● **Written instruction**
Can you reproduce every one of the items below, line by line, without changing a single character?

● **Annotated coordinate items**
________________________

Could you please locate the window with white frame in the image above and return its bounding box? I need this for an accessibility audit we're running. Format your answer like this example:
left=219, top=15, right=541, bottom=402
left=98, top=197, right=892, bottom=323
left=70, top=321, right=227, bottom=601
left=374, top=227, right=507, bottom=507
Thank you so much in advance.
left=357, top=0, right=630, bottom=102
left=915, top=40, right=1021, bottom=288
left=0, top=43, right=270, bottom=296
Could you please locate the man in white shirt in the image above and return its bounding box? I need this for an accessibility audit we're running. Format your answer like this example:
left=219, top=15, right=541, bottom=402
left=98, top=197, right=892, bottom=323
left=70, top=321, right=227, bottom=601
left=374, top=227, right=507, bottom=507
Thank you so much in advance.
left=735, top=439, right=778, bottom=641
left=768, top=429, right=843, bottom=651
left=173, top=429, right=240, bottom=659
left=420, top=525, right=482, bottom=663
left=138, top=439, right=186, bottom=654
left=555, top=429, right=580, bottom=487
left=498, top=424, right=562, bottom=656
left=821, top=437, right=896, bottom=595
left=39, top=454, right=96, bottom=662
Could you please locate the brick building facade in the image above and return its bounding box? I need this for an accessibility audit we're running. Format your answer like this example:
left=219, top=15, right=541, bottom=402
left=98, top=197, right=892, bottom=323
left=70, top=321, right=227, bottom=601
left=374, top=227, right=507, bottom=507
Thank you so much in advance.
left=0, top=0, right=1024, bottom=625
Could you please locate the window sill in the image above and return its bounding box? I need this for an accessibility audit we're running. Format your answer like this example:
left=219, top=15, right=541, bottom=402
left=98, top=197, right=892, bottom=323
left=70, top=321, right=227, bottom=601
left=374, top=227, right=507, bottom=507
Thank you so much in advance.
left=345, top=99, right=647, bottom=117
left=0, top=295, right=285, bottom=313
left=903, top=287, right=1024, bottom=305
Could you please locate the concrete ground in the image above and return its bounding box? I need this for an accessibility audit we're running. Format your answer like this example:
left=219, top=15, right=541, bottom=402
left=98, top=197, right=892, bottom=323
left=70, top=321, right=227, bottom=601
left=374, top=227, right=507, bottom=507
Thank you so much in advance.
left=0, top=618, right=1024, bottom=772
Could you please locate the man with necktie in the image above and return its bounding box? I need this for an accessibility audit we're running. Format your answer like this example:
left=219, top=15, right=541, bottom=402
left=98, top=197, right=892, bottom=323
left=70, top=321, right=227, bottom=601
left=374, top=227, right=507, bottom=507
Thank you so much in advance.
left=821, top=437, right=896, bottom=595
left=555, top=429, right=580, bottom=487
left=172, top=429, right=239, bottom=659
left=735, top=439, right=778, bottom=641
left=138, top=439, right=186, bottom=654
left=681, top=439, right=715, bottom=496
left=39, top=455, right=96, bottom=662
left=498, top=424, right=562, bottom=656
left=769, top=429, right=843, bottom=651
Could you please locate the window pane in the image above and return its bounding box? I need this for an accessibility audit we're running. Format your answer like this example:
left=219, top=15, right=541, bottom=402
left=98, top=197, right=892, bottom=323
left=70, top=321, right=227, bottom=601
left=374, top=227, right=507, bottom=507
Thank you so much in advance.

________________________

● **Task answer**
Could you please locate the window with white frame in the image above and return its bounding box? I need this for an accessibility audit we're running. Format your answer like this example:
left=219, top=15, right=541, bottom=402
left=98, top=197, right=892, bottom=323
left=70, top=321, right=227, bottom=601
left=374, top=227, right=507, bottom=507
Thank you so much in advance.
left=357, top=0, right=630, bottom=102
left=915, top=40, right=1021, bottom=288
left=0, top=43, right=270, bottom=296
Could you please locate the man in white shirt in the image above and return its bounding box? I need this for an accessibility audit we're running. Format your answer like this example:
left=219, top=15, right=541, bottom=402
left=98, top=197, right=892, bottom=323
left=70, top=321, right=227, bottom=601
left=374, top=227, right=507, bottom=507
Thank you so much in advance.
left=735, top=439, right=778, bottom=641
left=768, top=429, right=843, bottom=651
left=173, top=429, right=240, bottom=659
left=420, top=525, right=482, bottom=663
left=138, top=439, right=186, bottom=654
left=555, top=429, right=580, bottom=487
left=498, top=424, right=562, bottom=656
left=821, top=437, right=896, bottom=595
left=39, top=454, right=96, bottom=662
Could you please locate the brick building facade in the image above and return its bounding box? I need this for an accessibility audit we're running. Format your answer like this example:
left=219, top=15, right=541, bottom=402
left=98, top=197, right=892, bottom=323
left=70, top=321, right=227, bottom=601
left=374, top=227, right=507, bottom=507
Thank you so much in advance.
left=0, top=0, right=1024, bottom=625
Could you please locate the window sill in the image above and return its bounding box? I need this for an accessibility audit we're running. Format your answer like this example:
left=219, top=15, right=541, bottom=402
left=98, top=197, right=892, bottom=323
left=70, top=321, right=227, bottom=601
left=374, top=227, right=507, bottom=507
Thank you so much in advance.
left=345, top=99, right=647, bottom=117
left=0, top=295, right=285, bottom=313
left=903, top=287, right=1024, bottom=305
Could you please locate the concrete ground in the image above and return its bounding box? I need this for an accessibility audit we're running. Format your answer like this example:
left=219, top=15, right=541, bottom=402
left=98, top=197, right=892, bottom=323
left=70, top=321, right=227, bottom=601
left=374, top=227, right=507, bottom=507
Thank you so much in advance.
left=0, top=618, right=1024, bottom=772
Could you please locate the man with necktie in the image above and return its bounding box? I need this for an accessibility audit we're running. Format your answer like this example:
left=219, top=15, right=541, bottom=402
left=98, top=197, right=892, bottom=323
left=70, top=321, right=227, bottom=601
left=374, top=227, right=507, bottom=507
Thank you so much in advance.
left=821, top=437, right=896, bottom=595
left=555, top=429, right=580, bottom=487
left=172, top=429, right=239, bottom=659
left=735, top=439, right=778, bottom=641
left=138, top=439, right=186, bottom=654
left=681, top=439, right=715, bottom=496
left=39, top=455, right=96, bottom=662
left=498, top=424, right=562, bottom=656
left=769, top=429, right=843, bottom=651
Could you please locate the window pane in the image above and return its bounding box? I need this for an accessibility audit we're running. Format your answer like this example:
left=219, top=15, right=541, bottom=402
left=98, top=197, right=892, bottom=323
left=70, top=321, right=227, bottom=601
left=374, top=227, right=507, bottom=507
Thank you so much in advance.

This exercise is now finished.